- **Records shown**
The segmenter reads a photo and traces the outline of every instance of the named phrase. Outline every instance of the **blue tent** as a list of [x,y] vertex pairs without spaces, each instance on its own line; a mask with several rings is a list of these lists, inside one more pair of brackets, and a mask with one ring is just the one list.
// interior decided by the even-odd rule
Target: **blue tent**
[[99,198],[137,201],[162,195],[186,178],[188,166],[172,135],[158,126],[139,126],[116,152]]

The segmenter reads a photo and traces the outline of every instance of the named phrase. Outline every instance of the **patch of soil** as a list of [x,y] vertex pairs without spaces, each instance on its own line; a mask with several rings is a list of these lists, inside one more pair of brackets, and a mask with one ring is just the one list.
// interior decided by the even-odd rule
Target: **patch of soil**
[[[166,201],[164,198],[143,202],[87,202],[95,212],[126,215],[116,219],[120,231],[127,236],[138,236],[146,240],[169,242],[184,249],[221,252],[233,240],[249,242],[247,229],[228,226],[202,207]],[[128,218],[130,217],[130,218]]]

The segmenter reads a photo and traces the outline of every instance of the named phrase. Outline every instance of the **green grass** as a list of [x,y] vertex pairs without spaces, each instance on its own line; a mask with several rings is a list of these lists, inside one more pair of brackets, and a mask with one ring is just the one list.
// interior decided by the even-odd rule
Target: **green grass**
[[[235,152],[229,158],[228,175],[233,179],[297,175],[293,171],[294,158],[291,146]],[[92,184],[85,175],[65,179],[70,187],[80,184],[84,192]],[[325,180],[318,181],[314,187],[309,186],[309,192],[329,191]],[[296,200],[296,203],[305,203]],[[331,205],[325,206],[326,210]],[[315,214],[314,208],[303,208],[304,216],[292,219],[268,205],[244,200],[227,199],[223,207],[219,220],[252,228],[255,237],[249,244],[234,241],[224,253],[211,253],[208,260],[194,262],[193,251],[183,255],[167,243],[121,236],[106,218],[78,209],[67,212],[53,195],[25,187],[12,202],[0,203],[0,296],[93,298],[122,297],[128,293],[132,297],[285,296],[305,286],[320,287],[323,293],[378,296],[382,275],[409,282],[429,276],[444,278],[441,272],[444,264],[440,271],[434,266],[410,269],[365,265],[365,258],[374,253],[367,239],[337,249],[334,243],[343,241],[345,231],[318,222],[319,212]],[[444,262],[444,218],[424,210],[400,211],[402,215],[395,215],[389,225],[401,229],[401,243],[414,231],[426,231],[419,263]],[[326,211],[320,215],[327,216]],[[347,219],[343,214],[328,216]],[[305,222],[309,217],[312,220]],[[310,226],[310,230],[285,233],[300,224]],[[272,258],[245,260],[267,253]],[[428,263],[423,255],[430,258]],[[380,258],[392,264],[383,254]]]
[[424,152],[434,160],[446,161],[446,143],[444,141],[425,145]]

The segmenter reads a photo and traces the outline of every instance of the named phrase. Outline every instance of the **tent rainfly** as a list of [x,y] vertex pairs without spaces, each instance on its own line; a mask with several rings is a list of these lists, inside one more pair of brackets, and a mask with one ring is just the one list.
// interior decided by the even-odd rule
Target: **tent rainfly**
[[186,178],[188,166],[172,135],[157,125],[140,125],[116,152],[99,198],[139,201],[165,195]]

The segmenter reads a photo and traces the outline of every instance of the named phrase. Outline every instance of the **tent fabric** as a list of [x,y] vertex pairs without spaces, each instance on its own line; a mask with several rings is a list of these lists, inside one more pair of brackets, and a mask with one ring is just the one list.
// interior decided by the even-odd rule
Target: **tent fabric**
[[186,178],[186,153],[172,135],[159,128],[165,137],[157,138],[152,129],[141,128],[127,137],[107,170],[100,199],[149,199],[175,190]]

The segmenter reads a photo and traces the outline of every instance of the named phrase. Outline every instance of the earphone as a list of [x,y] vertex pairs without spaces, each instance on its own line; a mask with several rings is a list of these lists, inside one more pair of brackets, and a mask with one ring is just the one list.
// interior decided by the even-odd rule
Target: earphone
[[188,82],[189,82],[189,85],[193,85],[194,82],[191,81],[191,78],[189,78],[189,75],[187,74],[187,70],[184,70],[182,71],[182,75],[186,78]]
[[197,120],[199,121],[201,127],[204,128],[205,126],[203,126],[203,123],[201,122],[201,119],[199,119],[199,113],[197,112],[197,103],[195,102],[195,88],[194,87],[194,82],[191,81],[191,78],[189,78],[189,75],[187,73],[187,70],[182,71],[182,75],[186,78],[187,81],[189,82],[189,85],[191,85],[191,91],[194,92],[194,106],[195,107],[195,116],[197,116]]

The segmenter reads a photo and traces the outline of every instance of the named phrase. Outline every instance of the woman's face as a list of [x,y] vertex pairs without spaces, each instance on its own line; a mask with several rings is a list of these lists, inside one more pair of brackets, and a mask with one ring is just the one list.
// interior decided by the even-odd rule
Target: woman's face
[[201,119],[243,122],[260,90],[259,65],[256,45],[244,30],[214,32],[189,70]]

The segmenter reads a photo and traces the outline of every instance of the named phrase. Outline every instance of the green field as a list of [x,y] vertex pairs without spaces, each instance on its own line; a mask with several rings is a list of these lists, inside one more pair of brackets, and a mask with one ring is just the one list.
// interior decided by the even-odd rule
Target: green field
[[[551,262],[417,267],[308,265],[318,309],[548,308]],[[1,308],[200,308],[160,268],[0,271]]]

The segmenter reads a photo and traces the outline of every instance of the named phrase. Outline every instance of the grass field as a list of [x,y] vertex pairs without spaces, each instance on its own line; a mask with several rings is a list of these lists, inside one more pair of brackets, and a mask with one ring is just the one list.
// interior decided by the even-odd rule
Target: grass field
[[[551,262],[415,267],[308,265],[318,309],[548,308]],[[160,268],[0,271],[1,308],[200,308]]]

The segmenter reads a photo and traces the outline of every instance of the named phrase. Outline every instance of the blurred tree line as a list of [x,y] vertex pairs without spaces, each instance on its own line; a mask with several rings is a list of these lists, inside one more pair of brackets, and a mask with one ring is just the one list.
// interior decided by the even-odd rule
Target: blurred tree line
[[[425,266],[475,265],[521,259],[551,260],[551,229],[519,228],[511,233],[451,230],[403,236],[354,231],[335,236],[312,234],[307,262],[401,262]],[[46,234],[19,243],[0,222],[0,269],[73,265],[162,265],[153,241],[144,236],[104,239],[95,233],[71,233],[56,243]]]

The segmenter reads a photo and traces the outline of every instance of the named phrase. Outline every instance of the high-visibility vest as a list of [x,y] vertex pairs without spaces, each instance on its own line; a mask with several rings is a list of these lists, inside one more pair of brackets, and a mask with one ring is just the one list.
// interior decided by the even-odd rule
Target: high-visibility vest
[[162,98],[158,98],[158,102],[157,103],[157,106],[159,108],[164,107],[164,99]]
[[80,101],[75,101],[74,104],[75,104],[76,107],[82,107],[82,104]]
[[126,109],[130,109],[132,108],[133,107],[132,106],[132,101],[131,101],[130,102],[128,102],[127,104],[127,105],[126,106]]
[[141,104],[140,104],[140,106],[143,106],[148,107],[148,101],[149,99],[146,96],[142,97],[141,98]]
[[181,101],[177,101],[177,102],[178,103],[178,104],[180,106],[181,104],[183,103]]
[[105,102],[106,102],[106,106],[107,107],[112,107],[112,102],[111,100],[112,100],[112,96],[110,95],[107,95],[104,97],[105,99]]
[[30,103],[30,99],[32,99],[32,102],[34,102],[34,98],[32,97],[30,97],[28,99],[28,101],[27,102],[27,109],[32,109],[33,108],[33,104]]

- **Stated goal**
Reproduce the records from the line with "of the **green" to the line with "Target: **green grass**", changing "even-odd" to "nonzero" and leaving everything else as it stands.

- **Written solution**
The segmenter reads a photo and traces the outline of every instance of the named phrase. Outline every instance of the **green grass** as a list of [x,y] vertex pairs without spaces, each instance on its own line; a mask with several rings is a list of these lists, inside one more pair of brackets, and a mask with one ring is just the one list.
// interior decided by the nonzero rule
Target: **green grass**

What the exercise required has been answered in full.